** WRITTEN PROBLEM **
Rewrite the records between the lines holding "Where can the lamp" and "(1103, 201)", inclusive, as a two-column CSV with the header columns "request" and "response". Give one row per request, with its text and its answer each in a single quoted field and any line breaks replaced by spaces.

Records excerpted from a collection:

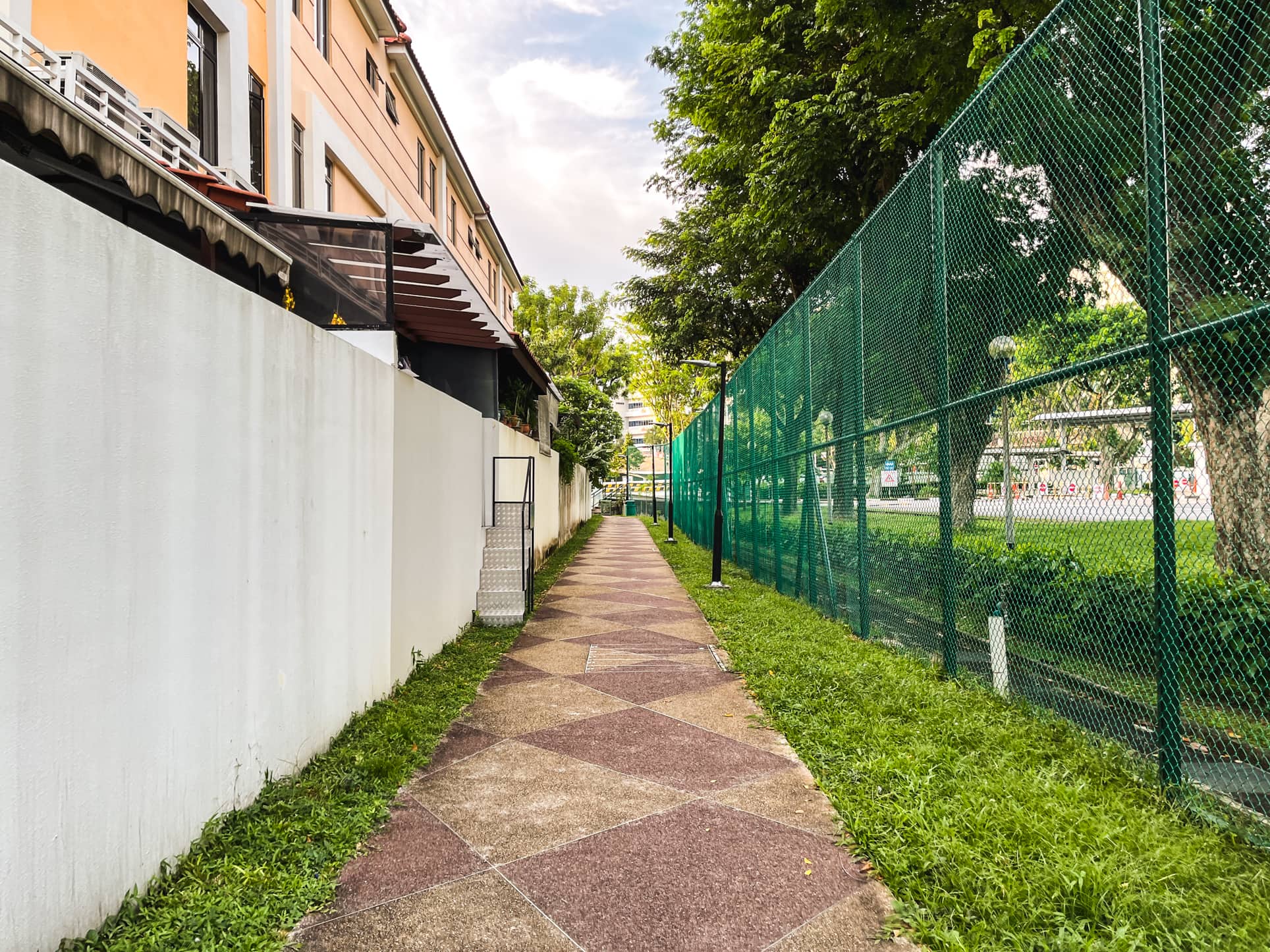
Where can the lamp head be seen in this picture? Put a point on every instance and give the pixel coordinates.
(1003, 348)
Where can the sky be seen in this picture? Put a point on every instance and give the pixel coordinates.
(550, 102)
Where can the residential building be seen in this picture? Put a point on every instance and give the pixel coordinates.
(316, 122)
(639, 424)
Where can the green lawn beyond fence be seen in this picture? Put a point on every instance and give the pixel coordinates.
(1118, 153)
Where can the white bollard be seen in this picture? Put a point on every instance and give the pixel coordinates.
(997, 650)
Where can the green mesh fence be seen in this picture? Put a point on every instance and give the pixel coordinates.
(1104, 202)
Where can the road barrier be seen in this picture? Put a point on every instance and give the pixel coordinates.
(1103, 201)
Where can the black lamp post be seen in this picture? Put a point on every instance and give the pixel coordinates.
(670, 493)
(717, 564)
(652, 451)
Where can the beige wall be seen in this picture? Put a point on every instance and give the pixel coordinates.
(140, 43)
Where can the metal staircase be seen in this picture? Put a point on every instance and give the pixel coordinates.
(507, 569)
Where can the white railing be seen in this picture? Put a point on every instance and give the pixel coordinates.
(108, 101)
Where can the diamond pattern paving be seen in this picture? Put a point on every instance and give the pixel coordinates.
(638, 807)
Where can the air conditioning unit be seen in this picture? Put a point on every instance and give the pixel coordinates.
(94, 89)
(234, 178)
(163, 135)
...
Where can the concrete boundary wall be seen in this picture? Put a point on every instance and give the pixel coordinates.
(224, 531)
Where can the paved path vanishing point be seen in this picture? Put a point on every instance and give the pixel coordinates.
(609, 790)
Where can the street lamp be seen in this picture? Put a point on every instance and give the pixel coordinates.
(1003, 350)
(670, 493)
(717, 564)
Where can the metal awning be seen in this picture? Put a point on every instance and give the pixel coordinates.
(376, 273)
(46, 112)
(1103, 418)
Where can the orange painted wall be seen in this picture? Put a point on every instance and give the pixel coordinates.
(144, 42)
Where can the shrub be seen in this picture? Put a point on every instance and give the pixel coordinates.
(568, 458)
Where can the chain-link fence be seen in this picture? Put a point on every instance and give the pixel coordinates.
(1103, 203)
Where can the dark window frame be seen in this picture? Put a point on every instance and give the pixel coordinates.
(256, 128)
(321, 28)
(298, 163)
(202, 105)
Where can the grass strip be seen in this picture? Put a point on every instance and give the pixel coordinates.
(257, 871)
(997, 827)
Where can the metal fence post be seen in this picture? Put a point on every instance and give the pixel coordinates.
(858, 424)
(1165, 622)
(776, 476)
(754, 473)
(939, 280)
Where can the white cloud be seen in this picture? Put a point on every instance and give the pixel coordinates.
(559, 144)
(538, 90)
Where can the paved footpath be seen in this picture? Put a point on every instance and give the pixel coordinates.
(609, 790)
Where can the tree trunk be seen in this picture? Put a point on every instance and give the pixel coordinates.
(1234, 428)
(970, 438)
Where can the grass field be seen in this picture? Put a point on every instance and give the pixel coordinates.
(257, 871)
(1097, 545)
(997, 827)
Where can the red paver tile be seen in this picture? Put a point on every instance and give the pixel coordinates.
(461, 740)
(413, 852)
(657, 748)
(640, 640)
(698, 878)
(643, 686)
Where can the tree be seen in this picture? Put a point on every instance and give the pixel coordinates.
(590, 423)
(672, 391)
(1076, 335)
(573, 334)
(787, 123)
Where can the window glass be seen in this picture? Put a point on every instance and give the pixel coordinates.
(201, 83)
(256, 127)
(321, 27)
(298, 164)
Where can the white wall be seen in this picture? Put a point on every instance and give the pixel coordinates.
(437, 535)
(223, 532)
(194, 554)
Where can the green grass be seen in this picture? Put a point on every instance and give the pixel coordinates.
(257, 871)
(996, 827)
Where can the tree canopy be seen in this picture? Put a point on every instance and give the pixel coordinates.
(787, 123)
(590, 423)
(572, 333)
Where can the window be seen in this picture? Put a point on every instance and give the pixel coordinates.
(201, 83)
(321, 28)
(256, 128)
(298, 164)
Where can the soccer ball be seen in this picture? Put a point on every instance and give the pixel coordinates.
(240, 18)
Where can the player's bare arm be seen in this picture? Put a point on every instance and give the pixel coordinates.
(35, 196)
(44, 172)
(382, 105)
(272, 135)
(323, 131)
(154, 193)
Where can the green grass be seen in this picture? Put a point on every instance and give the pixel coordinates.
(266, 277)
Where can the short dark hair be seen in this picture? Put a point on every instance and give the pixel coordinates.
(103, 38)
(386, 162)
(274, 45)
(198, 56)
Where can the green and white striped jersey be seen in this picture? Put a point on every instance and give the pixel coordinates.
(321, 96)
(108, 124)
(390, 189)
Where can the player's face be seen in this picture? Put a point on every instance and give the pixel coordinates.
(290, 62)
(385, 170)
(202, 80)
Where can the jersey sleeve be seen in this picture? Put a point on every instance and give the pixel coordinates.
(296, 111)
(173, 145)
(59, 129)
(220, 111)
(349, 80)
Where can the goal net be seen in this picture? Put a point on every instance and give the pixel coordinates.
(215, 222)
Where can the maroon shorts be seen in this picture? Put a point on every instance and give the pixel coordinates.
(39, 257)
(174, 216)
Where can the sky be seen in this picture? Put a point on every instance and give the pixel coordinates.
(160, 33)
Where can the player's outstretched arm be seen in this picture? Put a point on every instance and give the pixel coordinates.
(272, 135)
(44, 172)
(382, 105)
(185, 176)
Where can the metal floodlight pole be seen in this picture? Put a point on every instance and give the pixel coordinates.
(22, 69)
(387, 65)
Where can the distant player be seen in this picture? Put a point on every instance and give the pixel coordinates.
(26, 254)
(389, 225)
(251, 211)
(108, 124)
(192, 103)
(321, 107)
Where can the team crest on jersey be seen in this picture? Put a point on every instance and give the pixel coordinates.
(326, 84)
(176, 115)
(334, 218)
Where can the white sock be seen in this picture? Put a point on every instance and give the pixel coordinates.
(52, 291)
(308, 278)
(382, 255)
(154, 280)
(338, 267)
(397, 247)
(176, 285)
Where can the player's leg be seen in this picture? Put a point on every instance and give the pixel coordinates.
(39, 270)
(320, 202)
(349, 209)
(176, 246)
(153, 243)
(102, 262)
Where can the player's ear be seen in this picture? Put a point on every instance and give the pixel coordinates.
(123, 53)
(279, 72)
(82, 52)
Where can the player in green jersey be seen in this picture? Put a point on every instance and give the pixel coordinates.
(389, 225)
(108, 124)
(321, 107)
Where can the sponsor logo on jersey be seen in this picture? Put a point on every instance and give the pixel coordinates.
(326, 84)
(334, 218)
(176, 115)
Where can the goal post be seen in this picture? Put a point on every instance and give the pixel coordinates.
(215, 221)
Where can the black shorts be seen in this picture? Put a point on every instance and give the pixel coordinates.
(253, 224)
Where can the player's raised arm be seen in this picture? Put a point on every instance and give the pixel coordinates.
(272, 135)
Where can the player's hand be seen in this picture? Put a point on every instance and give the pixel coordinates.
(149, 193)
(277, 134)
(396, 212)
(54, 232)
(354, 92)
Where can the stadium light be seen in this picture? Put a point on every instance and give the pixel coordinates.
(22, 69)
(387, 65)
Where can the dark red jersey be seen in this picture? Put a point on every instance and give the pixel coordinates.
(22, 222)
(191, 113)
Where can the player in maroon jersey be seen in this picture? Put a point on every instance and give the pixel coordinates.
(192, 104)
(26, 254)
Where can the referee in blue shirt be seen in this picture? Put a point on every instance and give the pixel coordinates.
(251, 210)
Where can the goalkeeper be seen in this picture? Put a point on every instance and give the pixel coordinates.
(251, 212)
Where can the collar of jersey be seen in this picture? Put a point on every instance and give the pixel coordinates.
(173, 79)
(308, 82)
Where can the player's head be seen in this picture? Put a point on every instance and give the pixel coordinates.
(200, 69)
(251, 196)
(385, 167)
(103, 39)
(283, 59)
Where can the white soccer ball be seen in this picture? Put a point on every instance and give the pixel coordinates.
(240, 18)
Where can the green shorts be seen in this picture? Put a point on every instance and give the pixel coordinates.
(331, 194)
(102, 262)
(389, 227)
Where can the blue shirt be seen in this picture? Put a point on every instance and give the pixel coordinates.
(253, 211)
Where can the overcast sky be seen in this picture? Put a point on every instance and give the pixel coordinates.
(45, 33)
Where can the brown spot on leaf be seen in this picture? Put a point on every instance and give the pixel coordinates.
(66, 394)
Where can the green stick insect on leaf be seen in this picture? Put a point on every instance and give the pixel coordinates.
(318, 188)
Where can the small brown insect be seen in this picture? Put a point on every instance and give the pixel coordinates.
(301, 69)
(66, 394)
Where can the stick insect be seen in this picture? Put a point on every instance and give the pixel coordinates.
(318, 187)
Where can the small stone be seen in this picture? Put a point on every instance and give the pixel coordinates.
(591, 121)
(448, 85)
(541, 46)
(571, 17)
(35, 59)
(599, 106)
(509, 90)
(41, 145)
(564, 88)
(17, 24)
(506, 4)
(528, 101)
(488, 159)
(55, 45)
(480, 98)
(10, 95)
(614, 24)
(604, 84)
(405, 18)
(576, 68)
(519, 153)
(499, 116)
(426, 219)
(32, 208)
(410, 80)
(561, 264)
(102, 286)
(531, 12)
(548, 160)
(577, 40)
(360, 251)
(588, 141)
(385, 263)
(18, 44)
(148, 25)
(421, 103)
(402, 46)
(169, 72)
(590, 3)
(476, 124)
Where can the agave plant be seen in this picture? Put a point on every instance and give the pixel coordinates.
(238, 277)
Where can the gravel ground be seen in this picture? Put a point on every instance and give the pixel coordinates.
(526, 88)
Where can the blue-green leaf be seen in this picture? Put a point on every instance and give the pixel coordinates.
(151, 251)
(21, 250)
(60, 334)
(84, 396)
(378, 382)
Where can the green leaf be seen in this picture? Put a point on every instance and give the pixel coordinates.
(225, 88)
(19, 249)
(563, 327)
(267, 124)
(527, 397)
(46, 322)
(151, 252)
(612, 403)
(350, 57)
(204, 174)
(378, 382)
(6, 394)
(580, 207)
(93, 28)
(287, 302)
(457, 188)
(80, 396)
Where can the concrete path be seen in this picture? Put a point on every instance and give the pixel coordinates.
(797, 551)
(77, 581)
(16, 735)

** RESULT OF THE EXERCISE **
request,response
"Where can the lamp head be seen in this picture? Put a point on every instance and give the pixel coordinates.","(1003, 348)"
"Where can the sky be seen in this picture? Put a point on every instance and give the pixel coordinates.","(550, 102)"
"Where can the residential building be seen in this picture? Put a point on every instance and give the pixel coordinates.","(316, 122) (639, 424)"
"Where can the green lawn beyond fence be seen in this picture? Put a point on every instance and give the pixel coordinates.","(1118, 153)"
"Where can the white bollard be seen in this picture? Put a point on every instance and give the pixel coordinates.","(997, 650)"
"Where can the green mesh fence be seen in this picture? Put a point on every instance and give the pixel coordinates.","(1104, 202)"
"Where can the road barrier be seen in this picture? Put a point on every instance and give the pixel coordinates.","(1103, 201)"